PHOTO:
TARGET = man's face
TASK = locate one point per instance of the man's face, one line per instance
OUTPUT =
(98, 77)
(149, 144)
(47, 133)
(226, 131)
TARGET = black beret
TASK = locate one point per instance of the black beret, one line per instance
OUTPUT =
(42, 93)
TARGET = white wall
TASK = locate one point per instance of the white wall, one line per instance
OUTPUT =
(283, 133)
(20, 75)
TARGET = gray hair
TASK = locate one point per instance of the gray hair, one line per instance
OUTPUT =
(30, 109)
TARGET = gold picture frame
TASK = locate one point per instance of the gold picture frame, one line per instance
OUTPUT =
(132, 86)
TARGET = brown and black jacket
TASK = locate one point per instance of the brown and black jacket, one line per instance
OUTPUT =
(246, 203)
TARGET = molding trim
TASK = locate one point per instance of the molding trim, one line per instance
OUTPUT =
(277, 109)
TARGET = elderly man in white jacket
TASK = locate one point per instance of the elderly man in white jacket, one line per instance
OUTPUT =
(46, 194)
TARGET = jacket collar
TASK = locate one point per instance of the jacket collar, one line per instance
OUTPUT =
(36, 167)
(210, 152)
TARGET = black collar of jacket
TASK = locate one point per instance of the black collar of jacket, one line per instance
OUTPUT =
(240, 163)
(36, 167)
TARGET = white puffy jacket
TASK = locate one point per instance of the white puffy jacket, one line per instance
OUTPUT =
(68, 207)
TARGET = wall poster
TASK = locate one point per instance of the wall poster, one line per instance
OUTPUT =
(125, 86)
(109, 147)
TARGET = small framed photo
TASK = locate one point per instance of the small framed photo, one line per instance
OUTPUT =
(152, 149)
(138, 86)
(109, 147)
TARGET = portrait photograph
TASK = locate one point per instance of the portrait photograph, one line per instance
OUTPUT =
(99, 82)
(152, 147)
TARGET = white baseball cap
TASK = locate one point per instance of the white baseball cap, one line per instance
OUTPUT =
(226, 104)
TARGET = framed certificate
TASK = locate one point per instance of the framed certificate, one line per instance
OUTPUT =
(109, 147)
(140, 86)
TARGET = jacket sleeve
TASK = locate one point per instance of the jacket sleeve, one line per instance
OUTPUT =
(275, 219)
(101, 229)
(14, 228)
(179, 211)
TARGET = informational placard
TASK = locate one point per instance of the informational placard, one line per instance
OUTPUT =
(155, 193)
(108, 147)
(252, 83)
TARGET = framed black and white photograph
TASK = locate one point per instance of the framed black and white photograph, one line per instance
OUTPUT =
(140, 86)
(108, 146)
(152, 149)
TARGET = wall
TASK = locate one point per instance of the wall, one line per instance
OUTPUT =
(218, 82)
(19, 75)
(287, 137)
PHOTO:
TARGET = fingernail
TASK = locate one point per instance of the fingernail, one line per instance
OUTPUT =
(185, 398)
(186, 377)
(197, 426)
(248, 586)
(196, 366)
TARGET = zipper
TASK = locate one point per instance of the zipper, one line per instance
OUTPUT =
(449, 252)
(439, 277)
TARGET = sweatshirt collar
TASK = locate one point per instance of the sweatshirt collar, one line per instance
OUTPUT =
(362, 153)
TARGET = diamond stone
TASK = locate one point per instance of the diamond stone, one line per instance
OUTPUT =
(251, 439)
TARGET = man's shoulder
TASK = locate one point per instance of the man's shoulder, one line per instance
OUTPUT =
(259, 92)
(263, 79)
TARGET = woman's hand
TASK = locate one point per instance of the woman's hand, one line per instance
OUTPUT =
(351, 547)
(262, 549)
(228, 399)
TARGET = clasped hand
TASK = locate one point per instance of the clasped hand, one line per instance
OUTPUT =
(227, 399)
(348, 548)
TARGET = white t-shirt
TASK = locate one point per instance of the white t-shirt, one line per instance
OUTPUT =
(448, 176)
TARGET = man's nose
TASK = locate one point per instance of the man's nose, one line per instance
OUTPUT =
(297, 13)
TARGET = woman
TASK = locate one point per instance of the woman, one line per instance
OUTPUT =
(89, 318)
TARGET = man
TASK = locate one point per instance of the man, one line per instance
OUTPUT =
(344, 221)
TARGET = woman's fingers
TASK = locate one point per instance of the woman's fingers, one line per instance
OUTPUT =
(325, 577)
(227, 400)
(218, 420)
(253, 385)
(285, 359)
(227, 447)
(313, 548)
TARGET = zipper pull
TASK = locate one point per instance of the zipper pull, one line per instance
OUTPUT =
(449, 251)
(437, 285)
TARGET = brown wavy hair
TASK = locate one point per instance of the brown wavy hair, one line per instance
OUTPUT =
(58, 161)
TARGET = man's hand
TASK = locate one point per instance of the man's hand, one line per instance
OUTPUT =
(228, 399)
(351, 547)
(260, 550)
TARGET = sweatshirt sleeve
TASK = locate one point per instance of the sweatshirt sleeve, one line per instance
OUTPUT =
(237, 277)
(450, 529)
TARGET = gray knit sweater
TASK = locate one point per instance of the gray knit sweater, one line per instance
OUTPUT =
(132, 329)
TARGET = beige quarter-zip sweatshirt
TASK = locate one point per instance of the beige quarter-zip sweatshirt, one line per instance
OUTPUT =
+++
- _Prompt_
Print every record above again, line for line, with no changes.

- _Answer for this exercise_
PHOTO:
TARGET = man's face
TASK = locate one point per instance of the man's face, one line per instance
OUTPUT =
(98, 77)
(149, 144)
(47, 133)
(226, 131)
TARGET = black beret
TASK = locate one point per instance of the black beret, one line per instance
OUTPUT =
(42, 93)
TARGET = white wall
TASK = locate one point per instance of the white wall, one line per instance
OUTPUT =
(283, 133)
(20, 75)
TARGET = gray hair
TASK = locate one point per instance of the gray hair, one line per instance
OUTPUT =
(30, 109)
TARGET = gold picture frame
TASK = locate one point per instance of the gold picture frame, one line per instance
OUTPUT =
(132, 86)
TARGET = brown and black jacket
TASK = locate one point per instance of the brown and black jacket, one line per instance
OUTPUT =
(246, 203)
TARGET = molding trim
TASK = locate one point per instance of the molding trim, one line per instance
OUTPUT =
(277, 109)
TARGET = elderly man in white jacket
TASK = locate one point per instance of the elderly man in white jacket, one line per instance
OUTPUT =
(46, 194)
TARGET = jacket collar
TASK = locate one point per instance of the jacket collar, one line per instance
OUTPUT =
(36, 167)
(210, 152)
TARGET = black collar of jacket
TASK = locate one point per instance of the black collar of jacket, one line per instance
OUTPUT =
(240, 163)
(36, 167)
TARGET = white puffy jacket
TASK = locate one point per instance of the white puffy jacket, one line per instance
OUTPUT =
(68, 207)
TARGET = wall poster
TASK = locate one point per instance of the wall poster, one line per instance
OUTPUT =
(125, 86)
(109, 147)
TARGET = small framed photo
TASK = locate one point per instance of the small framed photo, one line per instance
OUTPUT =
(152, 149)
(138, 86)
(109, 147)
TARGET = portrait photograph
TASK = locate one point per instance of the portrait photograph, one line per instance
OUTPUT =
(99, 82)
(152, 147)
TARGET = white baseball cap
TASK = locate one point per instance of the white baseball cap, one line per instance
OUTPUT =
(226, 104)
TARGET = framed certificate
TASK = locate one point per instance of the framed certificate, one line per instance
OUTPUT =
(109, 147)
(140, 86)
TARGET = jacket sleeve
TASK = locate one point per instance of the jacket sleeve, one line per instance
OUTPUT =
(275, 219)
(101, 229)
(14, 228)
(179, 211)
TARGET = informational placard
TASK = locate one point per instance of the informational placard, one line per instance
OUTPUT =
(155, 193)
(108, 147)
(252, 83)
TARGET = framed black and white photograph
TASK = locate one point per instance of the framed black and white photograph, one line per instance
OUTPUT =
(140, 86)
(108, 146)
(152, 149)
TARGET = wall
TASK = locate one point per instance of the wall, one line per instance
OUTPUT =
(218, 82)
(19, 75)
(287, 137)
PHOTO:
TARGET = fingernail
TASK = locate one point per instance of the fingernail, one line per instance
OUTPUT =
(185, 398)
(186, 377)
(197, 426)
(248, 586)
(196, 366)
TARGET = zipper
TASK = locate one point per instance of the zipper, one line per instance
OUTPUT =
(449, 252)
(439, 277)
TARGET = sweatshirt collar
TASK = locate one point per instance of the sweatshirt collar, one line per instance
OUTPUT =
(362, 153)
TARGET = diamond stone
TASK = locate one point per instance of the diamond stone, one line per instance
OUTPUT =
(251, 439)
TARGET = man's shoulder
TASK = locate one point per instance of the man's shoulder, one line per instance
OUTPUT =
(259, 92)
(263, 79)
TARGET = woman's hand
TASK = locate one point per instance of the woman's hand, one line per instance
OUTPUT =
(351, 547)
(262, 549)
(228, 399)
TARGET = clasped hand
TASK = locate one point per instance of the clasped hand, one line per instance
OUTPUT =
(227, 399)
(348, 548)
TARGET = white t-shirt
TASK = locate one point per instance of the white t-shirt, one line per instance
OUTPUT =
(448, 176)
TARGET = man's nose
TASK = locate one point per instance of the man's nose, one line per instance
OUTPUT =
(297, 13)
TARGET = woman
TASK = locate one point per instance of the woman, one line per instance
OUTPUT =
(89, 318)
TARGET = man
TASK = locate one point per instance of the man, one line per instance
OUTPUT =
(344, 221)
TARGET = woman's fingers
TASK = locate one point per instance of the woman's fingers, one line per instance
OUTPUT =
(325, 577)
(227, 400)
(218, 420)
(253, 385)
(285, 359)
(227, 447)
(313, 548)
TARGET = zipper pull
TASK = locate one point per instance of the zipper pull, one line per instance
OUTPUT =
(449, 251)
(437, 285)
TARGET = brown wavy hair
TASK = locate one point per instance of the brown wavy hair, one line per instance
OUTPUT =
(58, 161)
TARGET = man's hand
TASK = locate one point per instance of the man's hand, one line per instance
OUTPUT =
(228, 399)
(351, 547)
(260, 550)
TARGET = sweatshirt sleeve
TASK = locate one point per instance of the sweatshirt sleeve, one line per instance
OUTPUT =
(237, 277)
(450, 529)
TARGET = gray knit sweater
TASK = locate one point per instance of the gray knit sweater, one line per instance
OUTPUT =
(132, 329)
TARGET = beige quarter-zip sweatshirt
TASK = locate one point per instance of the beige quarter-zip sweatshirt, one line per instance
OUTPUT =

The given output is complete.